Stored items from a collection
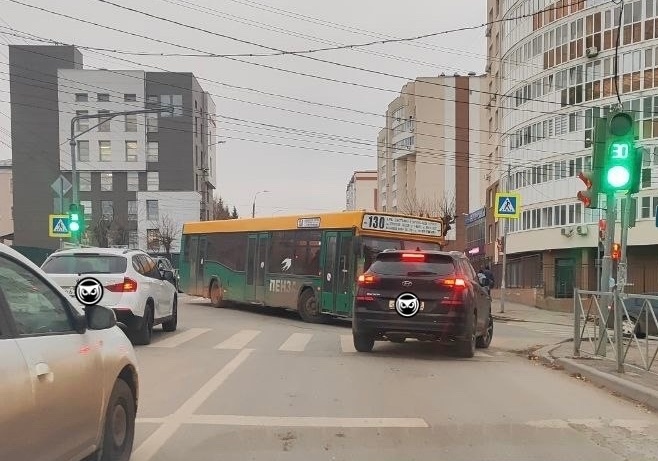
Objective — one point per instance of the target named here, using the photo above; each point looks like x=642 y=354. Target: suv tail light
x=367 y=279
x=127 y=286
x=453 y=283
x=413 y=257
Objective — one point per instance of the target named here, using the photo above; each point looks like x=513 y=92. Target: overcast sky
x=264 y=149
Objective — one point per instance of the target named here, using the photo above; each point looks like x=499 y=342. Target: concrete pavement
x=635 y=383
x=259 y=384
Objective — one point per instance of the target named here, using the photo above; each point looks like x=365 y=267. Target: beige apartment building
x=361 y=193
x=433 y=151
x=6 y=203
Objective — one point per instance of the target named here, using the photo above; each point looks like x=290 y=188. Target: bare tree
x=443 y=209
x=168 y=232
x=162 y=233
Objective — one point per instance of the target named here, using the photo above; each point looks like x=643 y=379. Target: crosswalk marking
x=180 y=338
x=347 y=343
x=238 y=340
x=296 y=342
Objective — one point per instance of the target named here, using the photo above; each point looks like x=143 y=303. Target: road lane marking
x=149 y=448
x=347 y=343
x=180 y=338
x=304 y=421
x=296 y=342
x=238 y=340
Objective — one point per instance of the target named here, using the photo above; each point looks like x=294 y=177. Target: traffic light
x=620 y=172
x=76 y=221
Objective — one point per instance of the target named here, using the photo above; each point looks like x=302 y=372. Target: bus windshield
x=372 y=246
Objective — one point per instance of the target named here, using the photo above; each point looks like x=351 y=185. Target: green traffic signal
x=619 y=172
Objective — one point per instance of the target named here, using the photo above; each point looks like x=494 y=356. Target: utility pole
x=505 y=222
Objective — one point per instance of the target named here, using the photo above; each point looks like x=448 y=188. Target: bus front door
x=256 y=265
x=201 y=286
x=338 y=273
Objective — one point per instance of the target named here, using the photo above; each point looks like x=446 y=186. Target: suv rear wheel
x=119 y=429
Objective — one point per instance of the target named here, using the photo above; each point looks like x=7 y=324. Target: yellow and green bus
x=309 y=263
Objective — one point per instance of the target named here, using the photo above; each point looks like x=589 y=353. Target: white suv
x=140 y=295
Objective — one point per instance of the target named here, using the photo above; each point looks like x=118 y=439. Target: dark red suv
x=426 y=295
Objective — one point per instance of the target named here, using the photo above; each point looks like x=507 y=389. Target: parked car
x=165 y=265
x=140 y=295
x=427 y=295
x=69 y=377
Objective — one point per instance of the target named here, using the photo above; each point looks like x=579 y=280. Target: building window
x=131 y=122
x=131 y=151
x=152 y=152
x=86 y=204
x=105 y=151
x=153 y=239
x=84 y=177
x=152 y=210
x=104 y=122
x=133 y=240
x=132 y=210
x=151 y=123
x=133 y=181
x=106 y=181
x=83 y=151
x=107 y=210
x=82 y=124
x=152 y=180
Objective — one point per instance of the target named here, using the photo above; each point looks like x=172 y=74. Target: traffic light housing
x=76 y=220
x=620 y=165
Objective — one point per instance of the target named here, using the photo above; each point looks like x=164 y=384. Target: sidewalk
x=515 y=312
x=635 y=383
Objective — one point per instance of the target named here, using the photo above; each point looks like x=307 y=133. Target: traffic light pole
x=606 y=268
x=72 y=141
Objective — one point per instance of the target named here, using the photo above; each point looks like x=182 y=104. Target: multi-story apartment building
x=6 y=201
x=138 y=175
x=361 y=193
x=432 y=150
x=556 y=75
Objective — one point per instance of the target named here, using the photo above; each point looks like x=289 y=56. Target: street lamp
x=253 y=205
x=106 y=117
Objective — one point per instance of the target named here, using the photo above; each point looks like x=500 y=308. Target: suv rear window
x=393 y=264
x=85 y=264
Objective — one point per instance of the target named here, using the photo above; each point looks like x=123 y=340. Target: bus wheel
x=308 y=307
x=216 y=294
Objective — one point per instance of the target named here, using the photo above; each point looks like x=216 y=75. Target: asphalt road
x=259 y=384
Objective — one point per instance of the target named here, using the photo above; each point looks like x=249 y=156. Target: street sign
x=508 y=205
x=58 y=226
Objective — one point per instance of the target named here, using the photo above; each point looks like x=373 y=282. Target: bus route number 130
x=377 y=222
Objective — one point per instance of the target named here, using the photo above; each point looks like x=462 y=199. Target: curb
x=637 y=392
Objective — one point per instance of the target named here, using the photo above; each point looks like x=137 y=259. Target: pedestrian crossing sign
x=508 y=205
x=58 y=226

Instructions to follow
Format the rows above as a two-column CSV with the headers "text" and "points". Give one line per row, with the row's text and its answer each in a single quoted field and line breaks changed to spaces, and leave the pictures out.

Task answer
text,points
"Objective — one point per instance of the target named here, using the photo above; each point looks like x=642 y=354. Target: suv tail light","x=367 y=279 x=127 y=286 x=453 y=283 x=413 y=257"
"Objective — one point per instance of the target named here, using the photo above; each point looks like x=513 y=92. Target: overcast sky","x=264 y=149"
"Objective — one point per instance of the target named here, using the photo above; each point looks like x=499 y=342. Target: concrete pavement","x=635 y=383 x=259 y=384"
"Objective — one point per instance of the target named here, using the photo above; each point looks like x=365 y=267. Target: beige apartment building","x=361 y=193 x=433 y=151 x=6 y=203"
"Objective — one point per instance of the target named here, using the photo above; each point looks like x=290 y=188. Target: bare tree","x=443 y=209 x=168 y=232 x=162 y=233"
"Objective — one point per instance of the target named here, using the photo above; each point looks like x=643 y=379. Target: crosswalk marking","x=180 y=338 x=347 y=343 x=238 y=340 x=296 y=342"
"Objective — one point per instance of the target named here, using the photo above; each point looks like x=143 y=303. Target: road lane marking","x=149 y=448 x=347 y=343 x=180 y=338 x=304 y=421 x=296 y=342 x=238 y=340"
"Objective — one point per instance of the target named here, using the photo above; each point looks like x=294 y=177. Target: traffic light","x=620 y=172 x=76 y=221"
"Objective — one point per instance of the target named here, using the photo above; each point looks like x=302 y=372. Target: bus windshield","x=372 y=246"
"Objective — one point per instance of the target named here, using the photo above; each point looks like x=351 y=185. Target: green traffic signal","x=619 y=172"
"Objective — one point per instance of the target named here, using the photo above; each point looks like x=494 y=356. Target: utility pole","x=505 y=222"
"Objective — one point per instance of the target named here, using the photo above; each point looks like x=448 y=188. Target: bus front door","x=256 y=265 x=201 y=286 x=338 y=273"
"Objective — one point per instance of the target named here, using the photo above; each point looks like x=446 y=186. Target: suv rear wheel","x=119 y=429"
"Objective — one point per instance of the target named here, using the photo above; each point looks like x=7 y=324. Target: yellow and green bus","x=309 y=263"
"Objective — one point per instance of the target named here, using the photo above; each point looks like x=589 y=353. Target: white suv","x=140 y=295"
"Objective — one point per instance of the target named here, using the photo above; each point looks like x=118 y=439. Target: dark red suv","x=426 y=295"
"Objective — one point per instance of the target named here, using the photo above; each point looks like x=507 y=389. Target: parked car","x=165 y=265 x=140 y=295 x=427 y=295 x=69 y=377"
"Objective — one point per instance of the target named here, using the photo above; each point looks like x=579 y=280. Target: building window","x=131 y=122 x=131 y=151 x=152 y=152 x=86 y=204 x=105 y=151 x=153 y=239 x=84 y=177 x=152 y=210 x=104 y=122 x=133 y=240 x=132 y=210 x=151 y=123 x=133 y=181 x=106 y=181 x=83 y=151 x=107 y=210 x=82 y=124 x=152 y=180"
"Objective — one point per instance of the target named here, using the photo above; each point looks like x=172 y=74. Target: traffic light housing","x=76 y=220 x=620 y=165"
"Objective — one point per instance of the target named here, using the photo above; each point looks like x=164 y=384. Target: sidewalk","x=515 y=312 x=635 y=383"
"Objective — one point per instance of the target named here, using the photo above; each point looks like x=307 y=133. Target: traffic light pole","x=606 y=268 x=72 y=141"
"Objective — one point per instance of the target named here, using the photo above; each point looks like x=182 y=104. Target: multi-story apartment building","x=6 y=201 x=138 y=175 x=361 y=193 x=432 y=150 x=556 y=75"
"Objective — one point per instance of the target named here, using the photo above; each point looks like x=289 y=56. Target: street lamp","x=253 y=205 x=106 y=117"
"Objective — one point per instance of the target named here, using the photo above; each point looks like x=500 y=308. Target: suv rear window","x=393 y=264 x=85 y=264"
"Objective — one point per instance of the target named here, using the photo above; each point looks like x=123 y=340. Target: bus wheel","x=308 y=307 x=216 y=294"
"Objective — one point per instance of the target named here, using the photo above; each point looks like x=216 y=75. Target: asphalt road","x=259 y=384"
"Objective — one point per instance of the target named here, using the photo above; each point looks like x=249 y=156. Target: street sign","x=508 y=205 x=58 y=226"
"Objective — one point per instance of the target named here, using the photo above; each point looks like x=373 y=282. Target: bus route number 130","x=377 y=222"
"Objective — one point per instance of the target named here, using the photo above; each point looks like x=462 y=199. Target: curb","x=637 y=392"
"Objective — one point per instance of the target named here, using the photo above; each point looks like x=137 y=259. Target: pedestrian crossing sign","x=508 y=205 x=58 y=226"